───── RECORDS FOR THE TASK ─────

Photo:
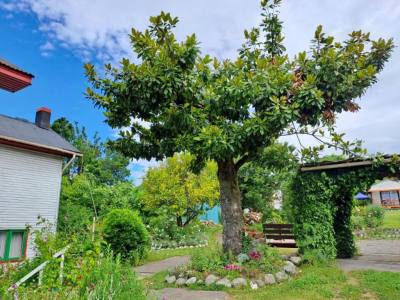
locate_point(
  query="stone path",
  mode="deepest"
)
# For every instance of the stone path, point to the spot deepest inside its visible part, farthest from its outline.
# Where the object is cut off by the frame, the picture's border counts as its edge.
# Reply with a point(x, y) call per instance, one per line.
point(380, 255)
point(184, 294)
point(175, 293)
point(162, 265)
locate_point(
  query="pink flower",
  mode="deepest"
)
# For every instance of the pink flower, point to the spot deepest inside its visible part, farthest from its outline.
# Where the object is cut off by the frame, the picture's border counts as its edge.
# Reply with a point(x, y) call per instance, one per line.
point(232, 267)
point(255, 255)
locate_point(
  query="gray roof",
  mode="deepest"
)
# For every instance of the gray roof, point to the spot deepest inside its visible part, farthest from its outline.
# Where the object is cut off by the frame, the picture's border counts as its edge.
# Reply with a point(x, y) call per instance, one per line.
point(25, 131)
point(14, 67)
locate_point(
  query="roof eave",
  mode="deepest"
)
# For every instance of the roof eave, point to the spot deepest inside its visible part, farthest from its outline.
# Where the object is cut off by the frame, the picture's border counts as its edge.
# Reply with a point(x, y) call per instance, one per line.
point(37, 147)
point(13, 80)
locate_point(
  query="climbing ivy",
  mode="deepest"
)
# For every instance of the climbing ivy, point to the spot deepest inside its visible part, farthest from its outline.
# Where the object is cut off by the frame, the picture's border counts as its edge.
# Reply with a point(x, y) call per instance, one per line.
point(322, 203)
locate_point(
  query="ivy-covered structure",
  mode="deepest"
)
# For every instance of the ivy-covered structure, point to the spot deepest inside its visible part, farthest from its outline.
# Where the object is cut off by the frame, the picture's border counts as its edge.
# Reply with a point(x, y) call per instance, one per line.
point(322, 199)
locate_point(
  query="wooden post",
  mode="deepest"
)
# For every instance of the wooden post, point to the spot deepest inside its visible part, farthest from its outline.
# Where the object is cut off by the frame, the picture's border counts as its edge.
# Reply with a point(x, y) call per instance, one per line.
point(61, 268)
point(40, 277)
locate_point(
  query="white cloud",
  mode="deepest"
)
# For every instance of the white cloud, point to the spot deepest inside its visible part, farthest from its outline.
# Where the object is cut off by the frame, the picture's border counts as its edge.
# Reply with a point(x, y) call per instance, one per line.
point(138, 168)
point(99, 29)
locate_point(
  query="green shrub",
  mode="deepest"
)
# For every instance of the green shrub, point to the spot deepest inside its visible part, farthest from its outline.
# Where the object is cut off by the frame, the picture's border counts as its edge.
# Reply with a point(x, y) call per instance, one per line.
point(374, 216)
point(370, 216)
point(126, 234)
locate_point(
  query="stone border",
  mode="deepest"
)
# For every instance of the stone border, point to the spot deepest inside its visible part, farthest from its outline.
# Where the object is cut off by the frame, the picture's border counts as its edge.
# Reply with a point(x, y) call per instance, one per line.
point(290, 269)
point(180, 247)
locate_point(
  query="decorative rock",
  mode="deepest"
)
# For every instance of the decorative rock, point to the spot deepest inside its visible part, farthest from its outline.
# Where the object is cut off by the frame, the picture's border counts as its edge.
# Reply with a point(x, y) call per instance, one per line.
point(172, 271)
point(225, 282)
point(260, 283)
point(239, 282)
point(281, 276)
point(210, 279)
point(269, 279)
point(180, 281)
point(290, 268)
point(191, 280)
point(296, 260)
point(253, 285)
point(170, 279)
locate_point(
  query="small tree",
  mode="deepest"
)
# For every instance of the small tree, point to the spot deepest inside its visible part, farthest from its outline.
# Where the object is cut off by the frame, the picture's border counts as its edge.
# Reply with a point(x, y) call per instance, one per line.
point(172, 185)
point(229, 110)
point(125, 232)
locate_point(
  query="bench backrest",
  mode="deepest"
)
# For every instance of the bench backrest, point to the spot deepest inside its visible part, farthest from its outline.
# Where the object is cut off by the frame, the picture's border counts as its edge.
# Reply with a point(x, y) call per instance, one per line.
point(279, 231)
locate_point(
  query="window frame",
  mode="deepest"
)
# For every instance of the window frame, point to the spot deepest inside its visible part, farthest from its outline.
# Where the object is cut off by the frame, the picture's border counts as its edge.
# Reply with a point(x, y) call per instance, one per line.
point(7, 246)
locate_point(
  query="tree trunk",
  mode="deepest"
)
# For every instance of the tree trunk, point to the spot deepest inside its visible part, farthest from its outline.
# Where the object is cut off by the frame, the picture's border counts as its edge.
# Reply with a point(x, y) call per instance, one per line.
point(231, 207)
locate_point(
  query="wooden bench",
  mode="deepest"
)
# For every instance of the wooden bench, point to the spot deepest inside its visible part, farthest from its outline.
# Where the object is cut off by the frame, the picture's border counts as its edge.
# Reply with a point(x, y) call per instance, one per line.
point(280, 235)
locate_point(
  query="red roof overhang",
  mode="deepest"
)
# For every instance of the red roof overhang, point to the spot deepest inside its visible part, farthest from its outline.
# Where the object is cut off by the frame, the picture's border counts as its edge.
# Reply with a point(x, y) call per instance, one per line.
point(13, 80)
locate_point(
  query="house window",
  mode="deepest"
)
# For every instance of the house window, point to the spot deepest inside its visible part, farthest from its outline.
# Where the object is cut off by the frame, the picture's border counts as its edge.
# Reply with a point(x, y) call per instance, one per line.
point(12, 244)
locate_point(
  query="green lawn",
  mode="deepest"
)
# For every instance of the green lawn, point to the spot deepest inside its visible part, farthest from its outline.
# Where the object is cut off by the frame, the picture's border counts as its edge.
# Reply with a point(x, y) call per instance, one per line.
point(316, 282)
point(391, 219)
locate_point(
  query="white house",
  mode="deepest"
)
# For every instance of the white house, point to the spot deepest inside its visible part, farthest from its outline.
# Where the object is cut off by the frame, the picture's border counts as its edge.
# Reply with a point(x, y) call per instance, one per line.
point(31, 163)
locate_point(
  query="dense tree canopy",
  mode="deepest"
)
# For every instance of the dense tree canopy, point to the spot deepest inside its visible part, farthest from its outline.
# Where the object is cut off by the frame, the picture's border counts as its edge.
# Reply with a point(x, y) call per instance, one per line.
point(172, 185)
point(173, 98)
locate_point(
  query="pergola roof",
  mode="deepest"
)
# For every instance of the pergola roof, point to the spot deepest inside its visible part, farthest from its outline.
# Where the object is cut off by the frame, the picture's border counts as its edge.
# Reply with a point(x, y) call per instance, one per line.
point(385, 185)
point(341, 164)
point(12, 78)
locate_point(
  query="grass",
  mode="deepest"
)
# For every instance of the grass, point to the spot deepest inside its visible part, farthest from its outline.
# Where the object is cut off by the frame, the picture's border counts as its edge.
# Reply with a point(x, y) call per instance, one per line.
point(314, 282)
point(391, 219)
point(385, 285)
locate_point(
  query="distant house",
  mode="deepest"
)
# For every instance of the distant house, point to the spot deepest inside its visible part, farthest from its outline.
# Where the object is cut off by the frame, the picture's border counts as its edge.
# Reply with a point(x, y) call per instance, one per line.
point(31, 163)
point(386, 193)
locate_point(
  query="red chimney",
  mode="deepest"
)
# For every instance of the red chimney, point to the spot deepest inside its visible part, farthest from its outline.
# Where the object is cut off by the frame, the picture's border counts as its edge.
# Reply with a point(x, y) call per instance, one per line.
point(42, 119)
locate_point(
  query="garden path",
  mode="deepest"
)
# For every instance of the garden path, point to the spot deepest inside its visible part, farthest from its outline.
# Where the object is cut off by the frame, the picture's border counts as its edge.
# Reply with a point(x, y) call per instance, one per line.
point(184, 294)
point(380, 255)
point(162, 265)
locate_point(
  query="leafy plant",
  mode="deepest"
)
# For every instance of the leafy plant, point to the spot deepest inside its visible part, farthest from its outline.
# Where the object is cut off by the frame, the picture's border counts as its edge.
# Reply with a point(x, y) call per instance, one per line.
point(126, 234)
point(173, 99)
point(172, 190)
point(111, 279)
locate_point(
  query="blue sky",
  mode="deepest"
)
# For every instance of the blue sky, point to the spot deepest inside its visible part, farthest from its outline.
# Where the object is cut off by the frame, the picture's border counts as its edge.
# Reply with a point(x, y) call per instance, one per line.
point(52, 39)
point(59, 81)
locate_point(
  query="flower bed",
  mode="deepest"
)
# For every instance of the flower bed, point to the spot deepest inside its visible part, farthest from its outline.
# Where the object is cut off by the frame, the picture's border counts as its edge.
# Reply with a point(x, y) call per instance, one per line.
point(179, 237)
point(378, 233)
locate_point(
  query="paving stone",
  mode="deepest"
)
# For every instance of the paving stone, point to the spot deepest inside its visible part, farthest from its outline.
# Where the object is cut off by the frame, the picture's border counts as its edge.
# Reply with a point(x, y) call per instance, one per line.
point(163, 265)
point(191, 280)
point(296, 260)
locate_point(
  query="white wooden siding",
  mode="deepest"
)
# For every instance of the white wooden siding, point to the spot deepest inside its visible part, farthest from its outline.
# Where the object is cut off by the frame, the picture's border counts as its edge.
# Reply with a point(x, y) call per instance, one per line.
point(30, 185)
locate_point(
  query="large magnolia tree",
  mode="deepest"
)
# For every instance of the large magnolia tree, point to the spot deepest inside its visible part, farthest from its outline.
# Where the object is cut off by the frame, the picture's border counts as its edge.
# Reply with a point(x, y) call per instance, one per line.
point(172, 98)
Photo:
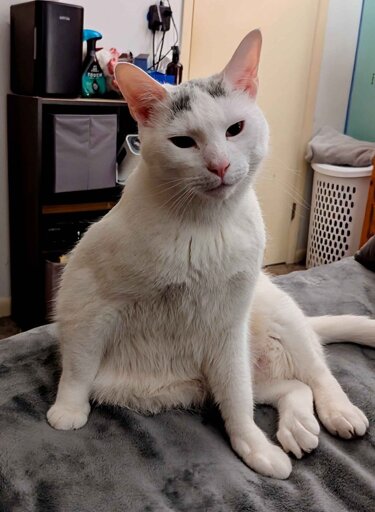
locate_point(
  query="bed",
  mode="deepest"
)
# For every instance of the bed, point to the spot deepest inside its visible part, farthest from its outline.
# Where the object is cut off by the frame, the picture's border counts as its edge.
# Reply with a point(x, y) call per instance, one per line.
point(179, 460)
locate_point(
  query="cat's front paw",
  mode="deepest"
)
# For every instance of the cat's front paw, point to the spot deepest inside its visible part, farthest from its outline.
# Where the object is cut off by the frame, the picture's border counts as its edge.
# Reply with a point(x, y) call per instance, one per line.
point(262, 456)
point(344, 420)
point(298, 432)
point(63, 417)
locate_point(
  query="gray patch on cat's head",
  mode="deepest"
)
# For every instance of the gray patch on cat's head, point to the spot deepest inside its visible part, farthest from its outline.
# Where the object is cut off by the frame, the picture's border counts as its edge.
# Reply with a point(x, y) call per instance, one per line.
point(214, 86)
point(182, 97)
point(180, 101)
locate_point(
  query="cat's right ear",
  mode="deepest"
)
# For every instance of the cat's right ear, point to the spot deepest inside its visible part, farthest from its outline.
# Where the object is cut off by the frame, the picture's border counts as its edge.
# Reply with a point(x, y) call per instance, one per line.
point(242, 70)
point(140, 91)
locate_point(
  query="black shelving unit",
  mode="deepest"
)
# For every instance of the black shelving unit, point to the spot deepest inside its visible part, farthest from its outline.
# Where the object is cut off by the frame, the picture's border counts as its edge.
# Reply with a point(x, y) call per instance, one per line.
point(44, 224)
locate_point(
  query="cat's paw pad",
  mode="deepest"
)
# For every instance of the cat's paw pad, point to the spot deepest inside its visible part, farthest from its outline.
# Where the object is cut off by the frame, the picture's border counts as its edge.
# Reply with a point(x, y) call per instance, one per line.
point(63, 417)
point(263, 457)
point(298, 432)
point(344, 420)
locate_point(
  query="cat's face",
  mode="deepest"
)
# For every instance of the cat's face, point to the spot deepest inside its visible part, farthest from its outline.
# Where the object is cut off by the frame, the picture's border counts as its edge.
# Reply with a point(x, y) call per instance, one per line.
point(204, 137)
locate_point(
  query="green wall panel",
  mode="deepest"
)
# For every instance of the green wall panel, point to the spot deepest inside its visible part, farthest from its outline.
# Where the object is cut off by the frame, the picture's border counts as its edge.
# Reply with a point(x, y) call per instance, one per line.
point(360, 121)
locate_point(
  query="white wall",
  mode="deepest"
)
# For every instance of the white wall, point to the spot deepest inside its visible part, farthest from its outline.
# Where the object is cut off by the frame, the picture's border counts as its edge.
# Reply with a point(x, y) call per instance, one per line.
point(124, 26)
point(337, 65)
point(123, 23)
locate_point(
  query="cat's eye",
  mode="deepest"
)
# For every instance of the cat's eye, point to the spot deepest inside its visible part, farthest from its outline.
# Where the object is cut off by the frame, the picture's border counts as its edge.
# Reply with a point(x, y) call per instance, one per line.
point(183, 142)
point(235, 129)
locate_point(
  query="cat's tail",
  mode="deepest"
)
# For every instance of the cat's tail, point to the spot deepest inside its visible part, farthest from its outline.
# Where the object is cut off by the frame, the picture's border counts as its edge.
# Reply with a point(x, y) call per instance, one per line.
point(344, 328)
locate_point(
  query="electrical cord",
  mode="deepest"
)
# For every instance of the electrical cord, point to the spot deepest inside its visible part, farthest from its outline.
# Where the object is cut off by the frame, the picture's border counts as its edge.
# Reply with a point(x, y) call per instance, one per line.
point(155, 65)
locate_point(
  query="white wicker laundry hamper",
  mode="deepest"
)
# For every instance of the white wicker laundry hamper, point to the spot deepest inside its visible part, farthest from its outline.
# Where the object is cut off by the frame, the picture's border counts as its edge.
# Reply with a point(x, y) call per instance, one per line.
point(337, 211)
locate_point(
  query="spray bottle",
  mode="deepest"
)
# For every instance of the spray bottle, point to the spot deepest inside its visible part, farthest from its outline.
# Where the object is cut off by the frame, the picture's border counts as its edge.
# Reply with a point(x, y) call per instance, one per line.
point(93, 79)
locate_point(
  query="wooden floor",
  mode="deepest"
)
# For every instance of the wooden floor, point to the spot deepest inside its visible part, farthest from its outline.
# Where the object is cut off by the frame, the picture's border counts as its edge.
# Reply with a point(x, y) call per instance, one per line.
point(9, 328)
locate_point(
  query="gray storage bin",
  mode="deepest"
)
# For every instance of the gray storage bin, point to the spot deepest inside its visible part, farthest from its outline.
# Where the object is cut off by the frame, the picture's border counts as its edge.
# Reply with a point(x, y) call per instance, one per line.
point(85, 152)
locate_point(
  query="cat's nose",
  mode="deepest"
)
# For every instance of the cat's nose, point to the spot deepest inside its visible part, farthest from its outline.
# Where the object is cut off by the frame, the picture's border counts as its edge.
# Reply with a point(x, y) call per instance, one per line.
point(219, 168)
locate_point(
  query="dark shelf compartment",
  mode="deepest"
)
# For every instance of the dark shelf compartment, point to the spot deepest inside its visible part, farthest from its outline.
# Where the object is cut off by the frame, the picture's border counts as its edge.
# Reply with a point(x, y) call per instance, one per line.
point(33, 206)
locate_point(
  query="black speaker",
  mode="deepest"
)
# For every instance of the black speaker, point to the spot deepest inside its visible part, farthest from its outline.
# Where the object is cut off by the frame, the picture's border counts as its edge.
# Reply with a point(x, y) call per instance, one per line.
point(46, 48)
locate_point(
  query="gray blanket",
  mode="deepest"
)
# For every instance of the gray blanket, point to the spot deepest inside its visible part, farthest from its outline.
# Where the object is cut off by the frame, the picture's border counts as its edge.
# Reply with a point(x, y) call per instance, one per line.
point(181, 461)
point(329, 146)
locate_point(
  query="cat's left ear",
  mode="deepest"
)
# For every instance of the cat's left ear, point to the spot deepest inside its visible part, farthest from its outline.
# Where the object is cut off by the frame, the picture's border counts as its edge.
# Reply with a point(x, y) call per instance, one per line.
point(141, 92)
point(242, 70)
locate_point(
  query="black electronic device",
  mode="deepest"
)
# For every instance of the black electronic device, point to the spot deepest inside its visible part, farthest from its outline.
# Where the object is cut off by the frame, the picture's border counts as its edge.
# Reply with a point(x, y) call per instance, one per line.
point(46, 48)
point(159, 17)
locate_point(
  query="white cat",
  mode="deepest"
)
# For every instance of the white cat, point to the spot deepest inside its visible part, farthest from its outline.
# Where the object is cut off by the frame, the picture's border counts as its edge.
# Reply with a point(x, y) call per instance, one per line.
point(154, 306)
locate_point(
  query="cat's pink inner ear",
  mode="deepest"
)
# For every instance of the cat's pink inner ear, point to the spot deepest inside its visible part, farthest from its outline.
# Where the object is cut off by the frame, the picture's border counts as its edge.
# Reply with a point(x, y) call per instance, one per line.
point(140, 91)
point(242, 70)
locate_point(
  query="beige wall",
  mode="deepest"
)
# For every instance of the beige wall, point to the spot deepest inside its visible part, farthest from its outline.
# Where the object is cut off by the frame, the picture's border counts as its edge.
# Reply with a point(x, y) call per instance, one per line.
point(293, 34)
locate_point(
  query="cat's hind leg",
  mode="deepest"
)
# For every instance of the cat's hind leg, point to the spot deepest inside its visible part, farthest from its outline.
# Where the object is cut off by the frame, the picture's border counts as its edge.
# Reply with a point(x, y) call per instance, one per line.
point(298, 429)
point(307, 363)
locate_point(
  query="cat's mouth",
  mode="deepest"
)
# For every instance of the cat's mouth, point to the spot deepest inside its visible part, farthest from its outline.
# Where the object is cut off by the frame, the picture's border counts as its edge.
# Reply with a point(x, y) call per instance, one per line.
point(218, 189)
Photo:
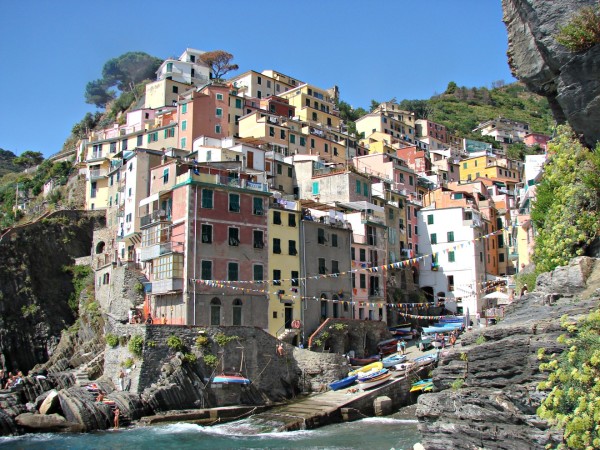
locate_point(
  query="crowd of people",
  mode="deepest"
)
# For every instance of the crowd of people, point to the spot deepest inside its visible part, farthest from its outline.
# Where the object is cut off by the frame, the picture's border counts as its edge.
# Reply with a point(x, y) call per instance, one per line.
point(9, 380)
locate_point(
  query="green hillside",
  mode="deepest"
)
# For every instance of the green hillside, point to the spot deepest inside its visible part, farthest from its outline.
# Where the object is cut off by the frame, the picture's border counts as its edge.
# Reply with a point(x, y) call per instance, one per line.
point(461, 109)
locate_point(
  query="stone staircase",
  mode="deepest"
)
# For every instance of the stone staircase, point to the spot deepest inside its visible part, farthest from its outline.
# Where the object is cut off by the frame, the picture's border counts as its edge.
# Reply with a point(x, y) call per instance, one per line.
point(81, 375)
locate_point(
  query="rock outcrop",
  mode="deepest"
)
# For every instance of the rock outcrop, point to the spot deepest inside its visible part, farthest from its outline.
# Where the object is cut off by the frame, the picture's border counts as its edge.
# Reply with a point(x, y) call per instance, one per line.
point(570, 81)
point(486, 388)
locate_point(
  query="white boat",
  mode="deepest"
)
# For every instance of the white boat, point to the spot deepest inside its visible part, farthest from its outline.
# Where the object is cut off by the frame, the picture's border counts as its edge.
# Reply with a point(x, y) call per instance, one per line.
point(369, 384)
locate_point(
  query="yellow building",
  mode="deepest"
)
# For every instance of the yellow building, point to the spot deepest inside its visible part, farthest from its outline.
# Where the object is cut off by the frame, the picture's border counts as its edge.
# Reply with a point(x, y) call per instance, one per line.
point(313, 105)
point(285, 297)
point(485, 165)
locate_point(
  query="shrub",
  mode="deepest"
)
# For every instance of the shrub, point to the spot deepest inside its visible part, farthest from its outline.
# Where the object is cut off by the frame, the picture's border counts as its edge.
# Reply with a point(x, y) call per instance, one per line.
point(583, 30)
point(112, 340)
point(223, 339)
point(190, 358)
point(210, 360)
point(128, 363)
point(457, 384)
point(202, 341)
point(136, 345)
point(174, 343)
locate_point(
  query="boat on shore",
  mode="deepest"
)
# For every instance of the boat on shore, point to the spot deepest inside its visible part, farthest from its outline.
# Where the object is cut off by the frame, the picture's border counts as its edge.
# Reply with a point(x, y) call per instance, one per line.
point(371, 383)
point(343, 383)
point(377, 365)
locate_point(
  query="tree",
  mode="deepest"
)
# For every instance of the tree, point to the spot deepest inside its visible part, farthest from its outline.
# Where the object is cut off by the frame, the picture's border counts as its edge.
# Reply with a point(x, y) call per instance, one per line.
point(97, 93)
point(124, 73)
point(566, 212)
point(219, 62)
point(29, 159)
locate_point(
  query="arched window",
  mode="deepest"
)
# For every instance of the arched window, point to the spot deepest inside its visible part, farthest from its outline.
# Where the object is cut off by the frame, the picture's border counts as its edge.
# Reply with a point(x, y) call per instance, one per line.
point(215, 312)
point(237, 312)
point(100, 247)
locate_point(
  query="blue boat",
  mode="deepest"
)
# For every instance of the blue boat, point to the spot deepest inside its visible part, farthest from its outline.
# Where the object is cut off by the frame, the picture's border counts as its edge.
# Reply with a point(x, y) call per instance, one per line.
point(344, 382)
point(394, 359)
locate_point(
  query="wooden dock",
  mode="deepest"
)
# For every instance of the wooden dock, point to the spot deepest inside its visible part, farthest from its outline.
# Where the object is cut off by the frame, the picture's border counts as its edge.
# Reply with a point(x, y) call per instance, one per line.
point(338, 406)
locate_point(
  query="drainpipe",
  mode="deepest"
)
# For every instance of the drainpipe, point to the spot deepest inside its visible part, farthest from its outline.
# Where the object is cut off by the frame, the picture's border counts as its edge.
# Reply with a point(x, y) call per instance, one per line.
point(195, 247)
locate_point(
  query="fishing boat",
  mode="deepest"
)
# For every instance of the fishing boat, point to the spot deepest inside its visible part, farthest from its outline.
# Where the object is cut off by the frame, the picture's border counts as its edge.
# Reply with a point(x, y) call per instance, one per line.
point(376, 365)
point(362, 376)
point(344, 382)
point(363, 361)
point(230, 379)
point(371, 383)
point(394, 359)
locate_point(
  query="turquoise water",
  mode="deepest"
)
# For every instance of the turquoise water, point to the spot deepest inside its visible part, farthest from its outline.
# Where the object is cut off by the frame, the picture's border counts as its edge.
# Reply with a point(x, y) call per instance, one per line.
point(372, 433)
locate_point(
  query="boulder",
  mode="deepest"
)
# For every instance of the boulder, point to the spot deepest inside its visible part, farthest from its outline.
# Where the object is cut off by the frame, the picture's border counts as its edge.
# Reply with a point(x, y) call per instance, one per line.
point(51, 403)
point(45, 423)
point(570, 81)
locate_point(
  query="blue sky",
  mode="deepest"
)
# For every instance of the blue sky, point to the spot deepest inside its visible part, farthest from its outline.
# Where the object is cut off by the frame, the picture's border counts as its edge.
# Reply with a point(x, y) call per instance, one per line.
point(375, 49)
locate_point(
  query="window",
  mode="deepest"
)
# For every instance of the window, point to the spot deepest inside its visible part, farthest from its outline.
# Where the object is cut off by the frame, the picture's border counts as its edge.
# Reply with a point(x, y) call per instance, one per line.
point(234, 236)
point(232, 272)
point(234, 203)
point(206, 233)
point(321, 236)
point(257, 208)
point(322, 267)
point(237, 309)
point(258, 239)
point(206, 270)
point(258, 272)
point(215, 312)
point(292, 248)
point(315, 188)
point(207, 198)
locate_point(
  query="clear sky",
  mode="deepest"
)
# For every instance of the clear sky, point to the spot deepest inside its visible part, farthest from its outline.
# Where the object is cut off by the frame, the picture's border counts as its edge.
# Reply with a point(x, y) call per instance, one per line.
point(371, 49)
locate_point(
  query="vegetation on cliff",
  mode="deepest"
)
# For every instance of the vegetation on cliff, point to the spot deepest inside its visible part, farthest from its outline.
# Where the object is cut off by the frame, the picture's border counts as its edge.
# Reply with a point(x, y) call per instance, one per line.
point(566, 213)
point(574, 399)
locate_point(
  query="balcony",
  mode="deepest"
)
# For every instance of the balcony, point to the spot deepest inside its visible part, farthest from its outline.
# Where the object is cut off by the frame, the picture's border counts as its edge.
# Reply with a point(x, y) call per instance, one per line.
point(156, 250)
point(155, 216)
point(168, 286)
point(95, 174)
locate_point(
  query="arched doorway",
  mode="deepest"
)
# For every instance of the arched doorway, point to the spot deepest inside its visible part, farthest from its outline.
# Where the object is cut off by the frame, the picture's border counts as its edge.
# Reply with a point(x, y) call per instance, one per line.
point(215, 312)
point(237, 312)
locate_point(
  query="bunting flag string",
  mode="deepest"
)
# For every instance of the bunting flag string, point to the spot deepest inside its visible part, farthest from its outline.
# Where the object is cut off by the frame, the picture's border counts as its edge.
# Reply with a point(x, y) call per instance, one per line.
point(362, 268)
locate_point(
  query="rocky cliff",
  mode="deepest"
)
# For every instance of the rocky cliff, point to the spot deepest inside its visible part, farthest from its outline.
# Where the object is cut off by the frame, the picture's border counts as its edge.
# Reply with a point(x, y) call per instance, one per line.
point(486, 388)
point(570, 81)
point(35, 288)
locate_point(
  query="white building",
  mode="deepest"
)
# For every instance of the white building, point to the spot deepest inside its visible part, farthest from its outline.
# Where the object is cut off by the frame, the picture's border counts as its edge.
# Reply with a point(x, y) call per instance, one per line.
point(456, 270)
point(189, 68)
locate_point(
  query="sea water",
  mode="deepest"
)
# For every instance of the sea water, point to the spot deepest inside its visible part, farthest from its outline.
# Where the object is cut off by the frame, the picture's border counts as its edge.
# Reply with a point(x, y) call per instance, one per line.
point(371, 433)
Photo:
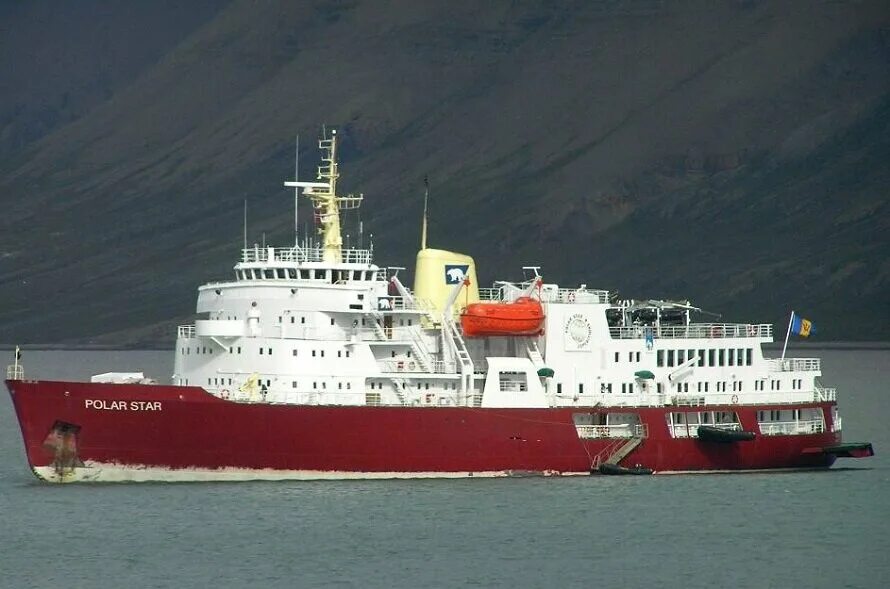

─────

_WHAT YOU HAVE TO DO_:
Tally the lines of the stored entries that contain the string "structure" and give only the number.

_ANSWER BELOW_:
2